REQUIRED TASKS:
1 – From the passage on the limits of microfinance, quote the text between "Certainly all microfinance" and "developmental cherry picking.", inclusive.
2 – According to the passage on the limits of microfinance, why are interest rates charged by microfinance programs often over 20%? Answer in one to three sentences.

PASSAGE TO READ: Begin

However, microfinance has its limitations. This you won’t probably learn from the websites of development organizations.

  • –Microfinance helps women. That’s good, but not good enough to transform communities. Communities are formed of equal parts of men and women, who have a strong affinity for forming bonds with each other. Development that helps women but doesn’t involve men has a natural self-limitation. You can’t have transformational community development without transforming men and women. (For more on this, see my article “Where are the Men?” http://www.christianitytoday.com/ct/2005/august/23.41.html)
  • –Microfinance is small scale. True, small businesses become large businesses sometimes. But more often they don’t. A family may be greatly helped by the extra income from selling sandals at the market. Creating something larger, something that fully supports the family and creates jobs, is rare. (This is probably one reason men don’t participate. They are attracted to larger enterprises outside the home.)
  • –Microcredit loans are expensive. Interest rates charged by microfinance programs are often over 20%. They have to be, because overhead is high for administering tiny loans. That means it’s hard for borrowers to make enough profit to really get ahead, after they pay loan costs. My friend Wachira counsels poor people to start with what resources they have or can borrow interest-free from family members.

Certainly all microfinance organizations tell amazing stories of family transformation—and sometimes even of community transformation. When you hear those stories, though, keep in mind what I call developmental cherry picking.

PASSAGE TO READ: End
SOURCE DATA: Begin

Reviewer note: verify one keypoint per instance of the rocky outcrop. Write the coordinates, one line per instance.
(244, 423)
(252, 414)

SOURCE DATA: End

EXERCISE ANSWERS:
1 –
Certainly all microfinance organizations tell amazing stories of family transformation—and sometimes even of community transformation. When you hear those stories, though, keep in mind what I call developmental cherry picking.

2 – The rates have to be that high because overhead is high for administering tiny loans.